----- MATERIAL FOR THE TASK

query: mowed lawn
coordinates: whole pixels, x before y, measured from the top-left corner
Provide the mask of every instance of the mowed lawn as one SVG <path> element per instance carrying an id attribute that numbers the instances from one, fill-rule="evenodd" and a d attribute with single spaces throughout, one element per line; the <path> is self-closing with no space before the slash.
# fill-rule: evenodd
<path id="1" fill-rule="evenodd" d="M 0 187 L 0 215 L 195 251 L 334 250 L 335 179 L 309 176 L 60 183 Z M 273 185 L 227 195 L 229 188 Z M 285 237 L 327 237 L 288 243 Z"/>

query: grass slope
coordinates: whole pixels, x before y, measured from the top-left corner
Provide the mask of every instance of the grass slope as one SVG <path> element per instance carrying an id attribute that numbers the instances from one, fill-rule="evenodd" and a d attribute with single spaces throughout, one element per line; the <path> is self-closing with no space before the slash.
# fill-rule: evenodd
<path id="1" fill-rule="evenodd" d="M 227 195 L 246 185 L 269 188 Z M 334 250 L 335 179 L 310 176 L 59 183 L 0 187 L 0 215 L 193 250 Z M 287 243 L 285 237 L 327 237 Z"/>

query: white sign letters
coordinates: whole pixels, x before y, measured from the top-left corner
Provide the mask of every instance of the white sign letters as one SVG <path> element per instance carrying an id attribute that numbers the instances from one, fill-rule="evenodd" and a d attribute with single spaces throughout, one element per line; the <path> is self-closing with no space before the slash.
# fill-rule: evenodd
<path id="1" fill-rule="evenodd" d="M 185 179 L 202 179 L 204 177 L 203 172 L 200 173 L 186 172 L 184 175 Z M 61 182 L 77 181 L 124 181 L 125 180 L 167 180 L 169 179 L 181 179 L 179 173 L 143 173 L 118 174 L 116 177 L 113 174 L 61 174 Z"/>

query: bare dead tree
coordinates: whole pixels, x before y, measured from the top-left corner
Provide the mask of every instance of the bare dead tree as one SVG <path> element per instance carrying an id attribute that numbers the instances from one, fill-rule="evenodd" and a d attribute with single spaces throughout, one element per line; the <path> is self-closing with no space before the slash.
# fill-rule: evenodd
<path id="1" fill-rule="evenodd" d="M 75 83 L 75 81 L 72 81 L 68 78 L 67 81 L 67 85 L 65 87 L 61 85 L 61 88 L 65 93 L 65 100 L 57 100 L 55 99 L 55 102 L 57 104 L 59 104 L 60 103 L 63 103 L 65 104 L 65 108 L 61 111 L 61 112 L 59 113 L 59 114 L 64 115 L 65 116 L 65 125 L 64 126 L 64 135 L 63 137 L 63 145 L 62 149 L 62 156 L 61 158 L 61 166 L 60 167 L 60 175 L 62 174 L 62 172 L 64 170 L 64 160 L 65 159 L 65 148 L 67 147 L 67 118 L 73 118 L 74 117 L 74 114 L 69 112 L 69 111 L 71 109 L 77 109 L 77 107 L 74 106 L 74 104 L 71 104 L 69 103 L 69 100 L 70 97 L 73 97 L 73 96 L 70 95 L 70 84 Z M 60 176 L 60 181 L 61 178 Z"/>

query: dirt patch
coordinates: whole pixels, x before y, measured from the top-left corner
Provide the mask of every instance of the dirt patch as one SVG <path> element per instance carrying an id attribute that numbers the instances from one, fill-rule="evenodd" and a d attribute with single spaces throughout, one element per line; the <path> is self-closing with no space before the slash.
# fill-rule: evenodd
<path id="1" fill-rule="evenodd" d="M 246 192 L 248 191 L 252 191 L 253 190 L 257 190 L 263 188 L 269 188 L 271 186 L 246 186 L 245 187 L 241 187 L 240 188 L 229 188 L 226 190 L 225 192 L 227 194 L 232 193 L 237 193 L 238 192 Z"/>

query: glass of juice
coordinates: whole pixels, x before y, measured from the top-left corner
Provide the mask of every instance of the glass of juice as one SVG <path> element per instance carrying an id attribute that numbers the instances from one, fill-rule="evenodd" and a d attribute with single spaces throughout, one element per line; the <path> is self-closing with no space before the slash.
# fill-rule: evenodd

----------
----- MATERIAL FOR THE TASK

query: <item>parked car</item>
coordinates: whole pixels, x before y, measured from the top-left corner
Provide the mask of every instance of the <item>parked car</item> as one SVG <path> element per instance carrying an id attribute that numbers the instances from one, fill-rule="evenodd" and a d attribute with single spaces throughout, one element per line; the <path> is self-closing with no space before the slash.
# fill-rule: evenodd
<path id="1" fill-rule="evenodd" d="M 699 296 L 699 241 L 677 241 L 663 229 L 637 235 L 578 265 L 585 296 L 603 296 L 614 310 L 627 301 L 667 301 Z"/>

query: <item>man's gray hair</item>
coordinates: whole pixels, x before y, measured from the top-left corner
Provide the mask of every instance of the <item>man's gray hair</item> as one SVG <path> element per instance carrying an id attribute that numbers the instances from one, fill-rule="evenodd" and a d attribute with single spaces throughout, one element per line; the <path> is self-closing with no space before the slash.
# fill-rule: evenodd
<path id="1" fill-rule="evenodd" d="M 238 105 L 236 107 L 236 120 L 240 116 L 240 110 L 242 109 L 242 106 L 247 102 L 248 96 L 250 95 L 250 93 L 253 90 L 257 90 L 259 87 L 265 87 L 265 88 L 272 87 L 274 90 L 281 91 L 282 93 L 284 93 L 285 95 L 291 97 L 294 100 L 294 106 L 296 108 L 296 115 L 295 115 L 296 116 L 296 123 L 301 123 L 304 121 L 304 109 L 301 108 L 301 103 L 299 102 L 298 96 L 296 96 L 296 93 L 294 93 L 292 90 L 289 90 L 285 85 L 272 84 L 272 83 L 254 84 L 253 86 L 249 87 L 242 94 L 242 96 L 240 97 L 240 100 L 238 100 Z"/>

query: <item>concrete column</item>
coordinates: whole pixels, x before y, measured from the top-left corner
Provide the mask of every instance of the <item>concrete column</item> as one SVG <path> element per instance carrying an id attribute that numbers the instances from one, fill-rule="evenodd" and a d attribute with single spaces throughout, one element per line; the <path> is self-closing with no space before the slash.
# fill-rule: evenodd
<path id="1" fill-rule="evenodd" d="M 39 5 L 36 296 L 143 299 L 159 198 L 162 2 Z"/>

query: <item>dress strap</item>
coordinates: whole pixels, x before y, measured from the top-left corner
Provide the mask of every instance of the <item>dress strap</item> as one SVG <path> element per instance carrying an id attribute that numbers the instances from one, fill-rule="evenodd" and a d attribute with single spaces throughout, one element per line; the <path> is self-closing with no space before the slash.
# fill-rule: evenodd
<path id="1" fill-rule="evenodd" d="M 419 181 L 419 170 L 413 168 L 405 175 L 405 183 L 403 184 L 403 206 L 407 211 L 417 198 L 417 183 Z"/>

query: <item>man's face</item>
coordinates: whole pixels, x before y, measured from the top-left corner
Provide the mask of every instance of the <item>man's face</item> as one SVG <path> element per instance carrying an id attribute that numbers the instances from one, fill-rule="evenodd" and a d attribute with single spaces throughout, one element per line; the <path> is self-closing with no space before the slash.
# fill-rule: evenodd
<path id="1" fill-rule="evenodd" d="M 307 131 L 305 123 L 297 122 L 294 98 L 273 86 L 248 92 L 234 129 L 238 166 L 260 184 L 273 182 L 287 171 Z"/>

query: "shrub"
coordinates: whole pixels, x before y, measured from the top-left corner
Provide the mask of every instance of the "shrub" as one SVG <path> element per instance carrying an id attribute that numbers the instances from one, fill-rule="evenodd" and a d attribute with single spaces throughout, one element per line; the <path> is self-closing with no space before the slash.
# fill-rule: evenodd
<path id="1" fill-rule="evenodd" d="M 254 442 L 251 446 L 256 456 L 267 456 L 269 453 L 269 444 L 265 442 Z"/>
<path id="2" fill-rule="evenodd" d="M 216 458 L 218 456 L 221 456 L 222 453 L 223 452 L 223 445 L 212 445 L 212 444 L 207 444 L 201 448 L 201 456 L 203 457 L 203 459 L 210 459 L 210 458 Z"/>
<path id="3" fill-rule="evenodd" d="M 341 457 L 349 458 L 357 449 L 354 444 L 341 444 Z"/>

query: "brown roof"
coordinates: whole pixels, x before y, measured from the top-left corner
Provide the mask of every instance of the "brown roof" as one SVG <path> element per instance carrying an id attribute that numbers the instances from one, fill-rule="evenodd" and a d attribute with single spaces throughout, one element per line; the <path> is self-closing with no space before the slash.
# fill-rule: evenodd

----------
----- MATERIAL FOR THE TASK

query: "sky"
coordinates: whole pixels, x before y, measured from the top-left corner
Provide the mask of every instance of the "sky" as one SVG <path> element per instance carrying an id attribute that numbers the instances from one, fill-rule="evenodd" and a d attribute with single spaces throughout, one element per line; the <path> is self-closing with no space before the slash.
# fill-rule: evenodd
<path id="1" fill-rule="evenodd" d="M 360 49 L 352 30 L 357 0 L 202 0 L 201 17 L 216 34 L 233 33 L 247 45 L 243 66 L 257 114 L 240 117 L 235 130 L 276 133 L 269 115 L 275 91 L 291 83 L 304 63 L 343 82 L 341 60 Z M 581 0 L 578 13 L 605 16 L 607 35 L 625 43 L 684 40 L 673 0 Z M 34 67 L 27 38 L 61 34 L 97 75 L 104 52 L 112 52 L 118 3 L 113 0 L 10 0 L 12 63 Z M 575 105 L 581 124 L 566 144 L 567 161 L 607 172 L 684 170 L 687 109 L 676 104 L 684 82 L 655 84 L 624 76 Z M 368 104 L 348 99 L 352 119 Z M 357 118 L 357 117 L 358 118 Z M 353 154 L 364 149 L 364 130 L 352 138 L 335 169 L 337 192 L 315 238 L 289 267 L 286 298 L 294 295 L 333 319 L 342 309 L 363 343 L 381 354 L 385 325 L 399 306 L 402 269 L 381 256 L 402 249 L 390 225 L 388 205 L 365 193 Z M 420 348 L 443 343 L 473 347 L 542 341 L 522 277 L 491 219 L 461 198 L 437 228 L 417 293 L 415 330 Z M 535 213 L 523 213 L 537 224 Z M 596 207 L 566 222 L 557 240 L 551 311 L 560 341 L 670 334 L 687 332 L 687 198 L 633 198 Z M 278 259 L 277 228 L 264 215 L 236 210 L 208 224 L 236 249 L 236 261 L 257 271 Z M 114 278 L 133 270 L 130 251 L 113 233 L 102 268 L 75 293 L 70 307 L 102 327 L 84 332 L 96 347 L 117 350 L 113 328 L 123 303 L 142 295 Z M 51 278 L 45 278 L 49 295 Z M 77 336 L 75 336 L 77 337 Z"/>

----------

◆ **TO DO**:
List the lines from the line with "query: white sign letters" to the line with "185 179 L 202" as a numbered list, dropping any blank lines.

◆ **TASK RESPONSE**:
1. query: white sign letters
2. coordinates: whole pixels, x before y, measured from the top-left corner
3. Provide the mask of every instance of the white sign letters as one SVG <path> element per instance carrying an id attribute that numbers the instances from one, fill-rule="evenodd" and a d attribute with single spaces throughout, one element per line; the <path> is self-closing with no space before the slash.
4. # fill-rule: evenodd
5. <path id="1" fill-rule="evenodd" d="M 185 179 L 202 179 L 204 177 L 203 172 L 200 173 L 186 172 L 184 175 Z M 61 182 L 77 181 L 124 181 L 125 180 L 167 180 L 169 179 L 181 179 L 179 173 L 143 173 L 118 174 L 116 177 L 113 174 L 61 174 Z"/>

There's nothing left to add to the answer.